Your task is to reproduce exactly the lines from the line with "Where can the potted" through the end of the records below.

Stored items from a collection:
+++++

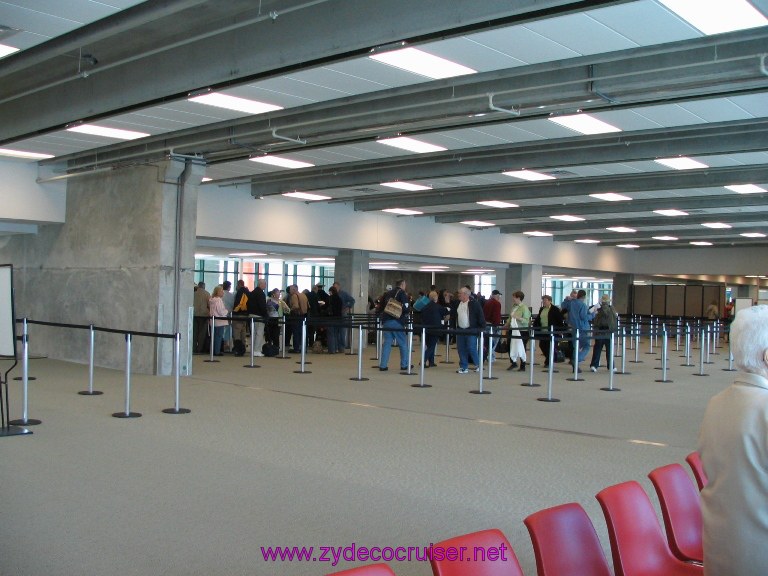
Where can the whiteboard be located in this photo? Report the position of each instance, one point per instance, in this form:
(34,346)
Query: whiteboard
(7,316)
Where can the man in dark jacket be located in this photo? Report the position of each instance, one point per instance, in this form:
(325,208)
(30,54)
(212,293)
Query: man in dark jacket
(470,321)
(394,329)
(550,319)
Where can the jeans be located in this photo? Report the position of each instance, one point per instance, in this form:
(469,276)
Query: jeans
(394,331)
(466,344)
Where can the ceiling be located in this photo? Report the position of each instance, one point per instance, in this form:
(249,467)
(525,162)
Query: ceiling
(671,91)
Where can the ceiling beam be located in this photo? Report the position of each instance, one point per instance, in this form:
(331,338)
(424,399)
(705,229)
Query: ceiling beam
(154,62)
(714,138)
(564,188)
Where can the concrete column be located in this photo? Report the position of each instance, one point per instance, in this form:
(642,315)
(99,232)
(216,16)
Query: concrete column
(622,286)
(352,273)
(525,277)
(121,260)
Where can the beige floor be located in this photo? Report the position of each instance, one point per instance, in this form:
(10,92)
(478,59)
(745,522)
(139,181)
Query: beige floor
(269,457)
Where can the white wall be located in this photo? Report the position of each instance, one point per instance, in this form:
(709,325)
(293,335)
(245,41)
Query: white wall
(23,199)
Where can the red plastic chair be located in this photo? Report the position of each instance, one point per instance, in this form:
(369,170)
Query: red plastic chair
(370,570)
(638,546)
(565,543)
(681,509)
(478,547)
(694,461)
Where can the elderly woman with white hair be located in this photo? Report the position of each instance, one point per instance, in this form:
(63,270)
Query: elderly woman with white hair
(733,444)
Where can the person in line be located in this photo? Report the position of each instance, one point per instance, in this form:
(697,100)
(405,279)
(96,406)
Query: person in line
(200,324)
(549,319)
(579,318)
(733,444)
(432,316)
(218,313)
(470,321)
(521,314)
(606,323)
(394,328)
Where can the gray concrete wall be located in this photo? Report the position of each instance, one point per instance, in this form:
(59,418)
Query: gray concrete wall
(110,264)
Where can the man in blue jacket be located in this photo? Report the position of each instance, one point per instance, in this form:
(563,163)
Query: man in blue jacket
(470,321)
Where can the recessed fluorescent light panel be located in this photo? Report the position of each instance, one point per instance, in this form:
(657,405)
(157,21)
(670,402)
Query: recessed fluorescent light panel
(402,211)
(671,212)
(24,154)
(7,50)
(115,133)
(746,189)
(717,17)
(411,187)
(584,123)
(681,163)
(411,144)
(424,63)
(234,103)
(478,223)
(528,175)
(610,197)
(281,162)
(497,204)
(306,196)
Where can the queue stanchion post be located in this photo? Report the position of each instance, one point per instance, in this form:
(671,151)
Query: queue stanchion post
(575,359)
(359,377)
(549,397)
(490,357)
(253,352)
(25,420)
(423,361)
(303,360)
(127,413)
(532,341)
(480,389)
(176,379)
(447,346)
(730,359)
(213,329)
(91,360)
(702,336)
(664,344)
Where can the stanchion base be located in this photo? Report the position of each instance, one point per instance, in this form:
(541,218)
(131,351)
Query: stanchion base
(13,431)
(27,422)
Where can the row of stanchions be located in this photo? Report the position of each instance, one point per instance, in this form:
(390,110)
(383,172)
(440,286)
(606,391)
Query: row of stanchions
(706,335)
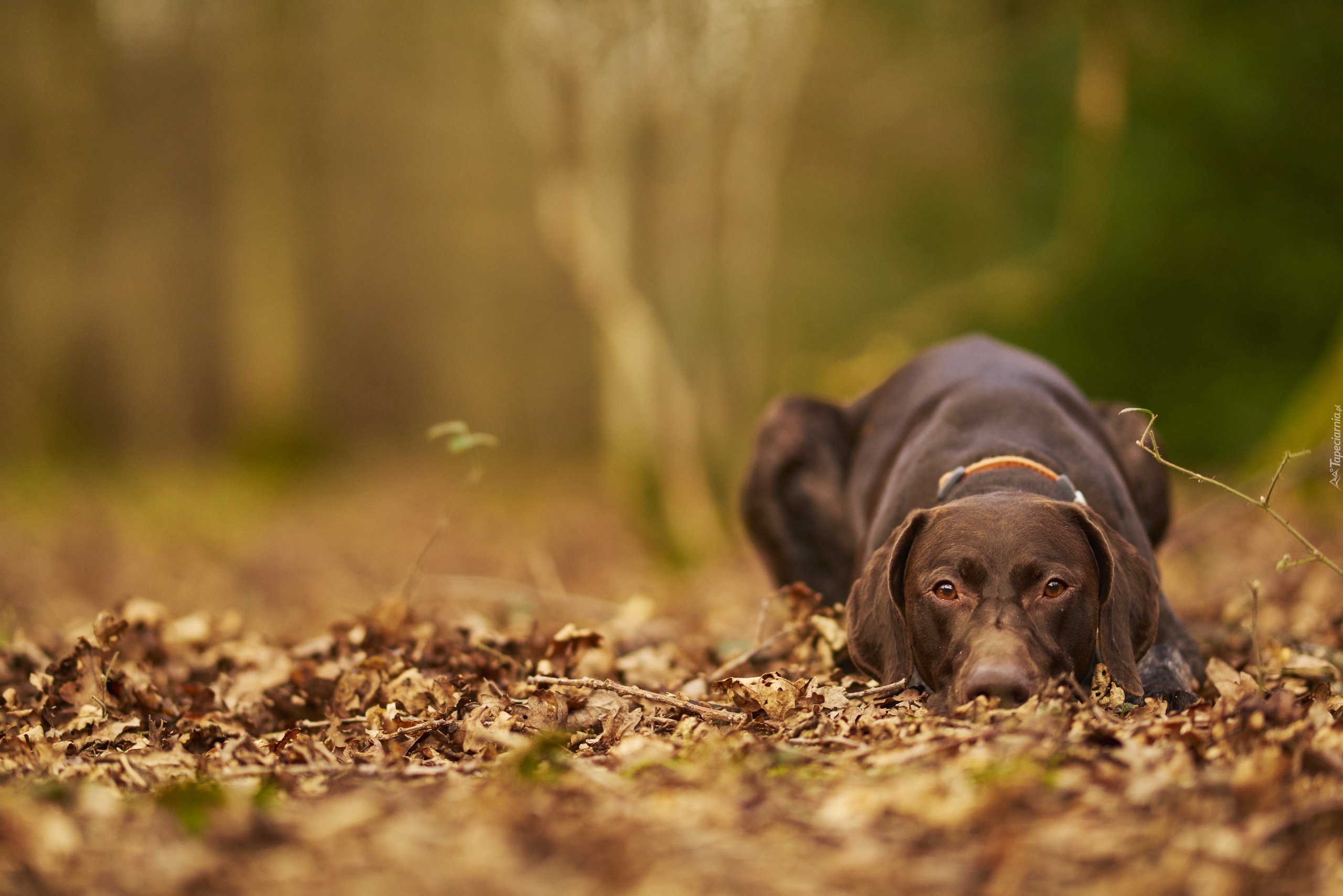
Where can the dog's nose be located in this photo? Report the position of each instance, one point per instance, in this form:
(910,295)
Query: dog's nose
(1009,683)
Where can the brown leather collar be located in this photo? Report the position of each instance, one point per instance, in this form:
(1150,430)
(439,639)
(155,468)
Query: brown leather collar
(951,477)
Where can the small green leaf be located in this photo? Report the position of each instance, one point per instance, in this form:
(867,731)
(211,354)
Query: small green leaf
(468,441)
(450,428)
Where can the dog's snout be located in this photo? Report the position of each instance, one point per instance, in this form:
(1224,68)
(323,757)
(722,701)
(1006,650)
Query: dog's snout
(1006,681)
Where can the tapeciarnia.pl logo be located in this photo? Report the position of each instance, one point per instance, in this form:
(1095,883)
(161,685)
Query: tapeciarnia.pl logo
(1337,460)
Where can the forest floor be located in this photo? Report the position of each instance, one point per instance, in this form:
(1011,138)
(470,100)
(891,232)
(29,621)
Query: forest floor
(217,686)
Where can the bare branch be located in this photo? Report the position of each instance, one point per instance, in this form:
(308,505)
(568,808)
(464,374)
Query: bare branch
(627,691)
(1149,444)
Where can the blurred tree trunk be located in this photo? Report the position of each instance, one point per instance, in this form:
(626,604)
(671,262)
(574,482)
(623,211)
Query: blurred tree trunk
(664,126)
(50,58)
(265,346)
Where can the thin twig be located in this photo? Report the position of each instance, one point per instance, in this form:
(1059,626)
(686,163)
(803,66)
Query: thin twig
(761,618)
(884,691)
(1263,503)
(1259,663)
(440,528)
(325,767)
(750,656)
(672,700)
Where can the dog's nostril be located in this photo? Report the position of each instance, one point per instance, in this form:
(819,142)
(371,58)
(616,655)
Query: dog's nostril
(1009,684)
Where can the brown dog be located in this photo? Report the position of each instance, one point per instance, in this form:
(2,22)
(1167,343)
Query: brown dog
(992,528)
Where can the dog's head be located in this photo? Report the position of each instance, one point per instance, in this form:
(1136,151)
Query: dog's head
(997,594)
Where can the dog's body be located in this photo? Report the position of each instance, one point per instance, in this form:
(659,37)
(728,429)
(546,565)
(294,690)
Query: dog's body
(852,499)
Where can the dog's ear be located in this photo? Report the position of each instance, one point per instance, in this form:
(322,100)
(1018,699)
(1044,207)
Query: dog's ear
(877,640)
(793,503)
(1130,600)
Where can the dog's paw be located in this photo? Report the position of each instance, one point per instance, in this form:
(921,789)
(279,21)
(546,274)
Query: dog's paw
(1177,700)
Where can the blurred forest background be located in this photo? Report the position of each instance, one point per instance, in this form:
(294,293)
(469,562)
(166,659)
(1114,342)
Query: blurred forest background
(285,230)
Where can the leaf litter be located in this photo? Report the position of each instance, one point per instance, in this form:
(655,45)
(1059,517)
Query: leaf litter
(403,754)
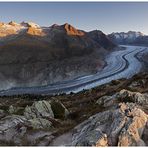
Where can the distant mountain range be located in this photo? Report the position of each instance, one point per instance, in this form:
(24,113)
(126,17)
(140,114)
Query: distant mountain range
(31,55)
(131,37)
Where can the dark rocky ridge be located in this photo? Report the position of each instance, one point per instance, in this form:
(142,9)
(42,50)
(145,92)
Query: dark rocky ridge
(37,120)
(129,38)
(33,55)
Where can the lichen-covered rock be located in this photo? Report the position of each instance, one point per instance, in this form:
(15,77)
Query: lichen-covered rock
(39,109)
(107,101)
(39,138)
(59,109)
(123,96)
(136,97)
(126,121)
(40,123)
(15,110)
(18,131)
(2,113)
(131,134)
(12,129)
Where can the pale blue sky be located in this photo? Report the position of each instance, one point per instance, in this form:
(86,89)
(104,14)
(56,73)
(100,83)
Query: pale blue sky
(106,16)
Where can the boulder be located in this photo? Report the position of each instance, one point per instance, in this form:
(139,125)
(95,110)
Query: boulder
(2,113)
(59,109)
(136,97)
(12,130)
(123,96)
(40,123)
(15,110)
(125,121)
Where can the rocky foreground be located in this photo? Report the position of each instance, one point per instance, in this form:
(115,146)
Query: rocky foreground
(115,114)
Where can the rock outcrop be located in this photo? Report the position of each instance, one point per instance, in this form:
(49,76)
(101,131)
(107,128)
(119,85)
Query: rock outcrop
(35,127)
(32,55)
(123,124)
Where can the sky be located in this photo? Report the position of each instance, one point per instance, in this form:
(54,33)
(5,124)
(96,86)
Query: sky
(105,16)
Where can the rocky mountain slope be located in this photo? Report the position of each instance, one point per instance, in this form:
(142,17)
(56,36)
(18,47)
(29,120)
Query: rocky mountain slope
(131,37)
(31,55)
(76,119)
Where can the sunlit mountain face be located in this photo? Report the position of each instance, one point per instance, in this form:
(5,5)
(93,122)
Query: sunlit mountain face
(32,55)
(75,83)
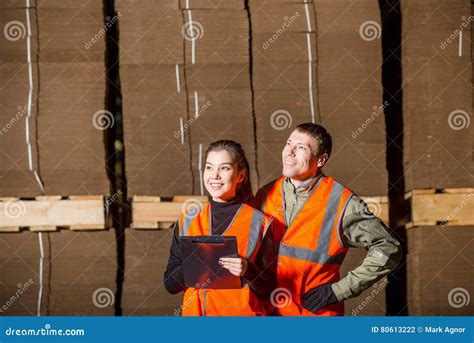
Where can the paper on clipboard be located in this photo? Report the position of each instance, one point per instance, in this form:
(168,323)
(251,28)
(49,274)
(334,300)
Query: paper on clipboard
(201,256)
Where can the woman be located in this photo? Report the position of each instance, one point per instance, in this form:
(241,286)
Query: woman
(227,179)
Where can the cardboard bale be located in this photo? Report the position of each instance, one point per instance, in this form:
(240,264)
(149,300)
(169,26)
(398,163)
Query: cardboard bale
(211,4)
(349,88)
(372,301)
(146,256)
(83,273)
(440,270)
(17,118)
(221,36)
(223,114)
(437,94)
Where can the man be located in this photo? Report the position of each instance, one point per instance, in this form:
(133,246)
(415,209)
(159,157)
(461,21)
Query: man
(316,220)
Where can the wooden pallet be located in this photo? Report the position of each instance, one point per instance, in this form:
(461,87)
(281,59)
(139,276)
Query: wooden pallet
(450,206)
(48,213)
(149,212)
(379,206)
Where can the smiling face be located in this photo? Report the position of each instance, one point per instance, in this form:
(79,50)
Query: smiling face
(221,176)
(300,161)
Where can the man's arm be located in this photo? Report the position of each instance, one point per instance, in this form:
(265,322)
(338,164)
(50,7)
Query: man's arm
(361,230)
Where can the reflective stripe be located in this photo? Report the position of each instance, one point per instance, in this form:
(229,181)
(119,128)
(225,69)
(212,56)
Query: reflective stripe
(329,218)
(255,226)
(310,255)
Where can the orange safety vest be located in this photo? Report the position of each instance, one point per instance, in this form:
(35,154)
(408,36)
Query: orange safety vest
(249,226)
(310,249)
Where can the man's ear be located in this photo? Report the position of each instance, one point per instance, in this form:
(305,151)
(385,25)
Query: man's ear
(322,159)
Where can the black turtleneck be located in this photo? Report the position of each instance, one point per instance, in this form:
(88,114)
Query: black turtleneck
(259,275)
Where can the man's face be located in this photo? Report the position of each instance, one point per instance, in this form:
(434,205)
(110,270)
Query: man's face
(299,160)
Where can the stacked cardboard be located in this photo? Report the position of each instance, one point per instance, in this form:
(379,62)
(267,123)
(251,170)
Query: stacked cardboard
(79,272)
(14,89)
(19,274)
(437,94)
(146,256)
(218,79)
(281,76)
(69,88)
(439,270)
(151,56)
(350,92)
(82,273)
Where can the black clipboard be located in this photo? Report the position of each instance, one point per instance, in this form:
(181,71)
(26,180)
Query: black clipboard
(201,266)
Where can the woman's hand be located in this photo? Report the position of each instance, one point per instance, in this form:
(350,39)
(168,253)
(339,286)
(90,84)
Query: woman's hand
(236,265)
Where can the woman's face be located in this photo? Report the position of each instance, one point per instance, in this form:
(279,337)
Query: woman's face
(221,176)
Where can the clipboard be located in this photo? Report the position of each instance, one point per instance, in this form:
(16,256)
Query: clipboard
(201,261)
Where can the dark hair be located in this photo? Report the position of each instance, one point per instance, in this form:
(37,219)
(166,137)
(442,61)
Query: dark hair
(319,133)
(244,189)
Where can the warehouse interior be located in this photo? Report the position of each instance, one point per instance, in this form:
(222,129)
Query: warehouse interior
(107,107)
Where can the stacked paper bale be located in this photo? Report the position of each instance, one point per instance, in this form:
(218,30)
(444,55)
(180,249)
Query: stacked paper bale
(218,78)
(157,162)
(19,274)
(82,275)
(349,58)
(17,178)
(77,271)
(437,95)
(151,55)
(68,86)
(350,92)
(146,256)
(284,76)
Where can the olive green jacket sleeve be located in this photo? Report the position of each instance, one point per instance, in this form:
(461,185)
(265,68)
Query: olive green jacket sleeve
(361,229)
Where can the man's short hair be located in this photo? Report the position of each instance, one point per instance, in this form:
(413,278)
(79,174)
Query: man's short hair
(319,133)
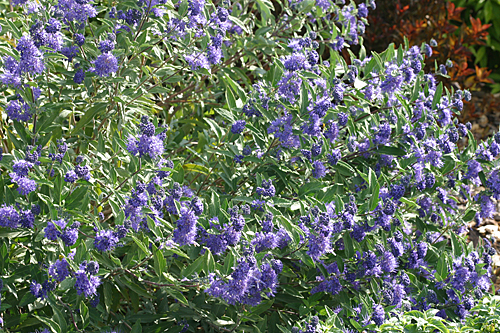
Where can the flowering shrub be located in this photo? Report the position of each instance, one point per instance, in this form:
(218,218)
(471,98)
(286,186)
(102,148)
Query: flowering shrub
(211,166)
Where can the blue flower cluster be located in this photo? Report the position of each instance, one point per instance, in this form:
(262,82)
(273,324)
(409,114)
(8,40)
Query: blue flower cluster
(247,282)
(147,143)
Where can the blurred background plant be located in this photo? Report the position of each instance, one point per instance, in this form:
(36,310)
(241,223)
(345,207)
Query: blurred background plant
(464,32)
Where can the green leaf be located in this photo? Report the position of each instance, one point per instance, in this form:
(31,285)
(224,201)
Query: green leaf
(137,328)
(455,244)
(88,116)
(391,151)
(196,266)
(437,95)
(159,260)
(349,245)
(304,98)
(375,197)
(54,327)
(177,295)
(141,245)
(84,314)
(231,101)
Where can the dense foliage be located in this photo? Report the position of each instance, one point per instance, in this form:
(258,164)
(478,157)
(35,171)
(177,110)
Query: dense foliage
(208,166)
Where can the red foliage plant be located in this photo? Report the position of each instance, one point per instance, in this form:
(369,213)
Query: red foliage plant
(423,20)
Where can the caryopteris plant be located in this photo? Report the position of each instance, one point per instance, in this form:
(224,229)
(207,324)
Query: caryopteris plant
(203,167)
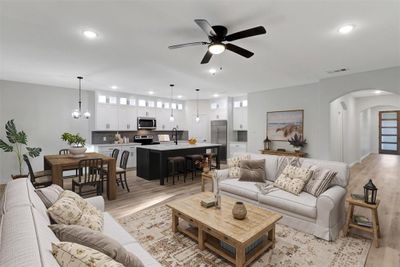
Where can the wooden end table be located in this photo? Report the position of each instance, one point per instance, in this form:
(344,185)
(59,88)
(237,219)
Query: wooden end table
(211,228)
(207,176)
(375,230)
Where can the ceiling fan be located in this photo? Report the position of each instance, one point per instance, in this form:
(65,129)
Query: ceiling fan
(217,35)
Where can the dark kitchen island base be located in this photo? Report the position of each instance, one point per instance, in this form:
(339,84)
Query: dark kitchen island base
(152,161)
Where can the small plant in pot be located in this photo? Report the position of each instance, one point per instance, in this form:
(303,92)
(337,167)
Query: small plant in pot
(77,143)
(18,142)
(298,142)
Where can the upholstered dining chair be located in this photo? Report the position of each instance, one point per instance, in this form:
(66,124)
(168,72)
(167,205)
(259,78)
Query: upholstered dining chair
(40,178)
(91,175)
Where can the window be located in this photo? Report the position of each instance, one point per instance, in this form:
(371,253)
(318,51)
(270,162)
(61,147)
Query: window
(102,99)
(141,103)
(388,132)
(132,102)
(113,100)
(150,104)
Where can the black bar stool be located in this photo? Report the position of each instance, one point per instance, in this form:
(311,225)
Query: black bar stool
(193,163)
(176,166)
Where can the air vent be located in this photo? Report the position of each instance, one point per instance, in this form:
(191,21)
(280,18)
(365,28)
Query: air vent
(337,71)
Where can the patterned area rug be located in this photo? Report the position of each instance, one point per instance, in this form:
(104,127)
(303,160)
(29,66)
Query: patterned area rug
(152,228)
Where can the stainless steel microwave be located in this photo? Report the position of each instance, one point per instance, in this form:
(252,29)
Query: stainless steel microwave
(146,123)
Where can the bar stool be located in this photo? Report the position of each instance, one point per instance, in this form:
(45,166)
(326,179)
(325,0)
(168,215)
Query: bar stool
(193,163)
(210,157)
(176,165)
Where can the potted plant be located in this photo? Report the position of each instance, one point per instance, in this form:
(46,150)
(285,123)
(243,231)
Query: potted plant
(298,142)
(77,143)
(18,143)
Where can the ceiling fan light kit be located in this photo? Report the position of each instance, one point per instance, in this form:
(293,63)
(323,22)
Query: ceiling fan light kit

+++++

WRITTEN ANSWER:
Where can the potted plant be located in this photo? Report the position of each instance, one point per instance, in this form:
(46,150)
(285,123)
(243,231)
Query: potted plant
(298,142)
(77,143)
(18,143)
Where can the ceiling fan light kit be located in this photo? Report the position of each instance, one point per instance, in this form:
(293,63)
(323,22)
Query: ceiling fan light kit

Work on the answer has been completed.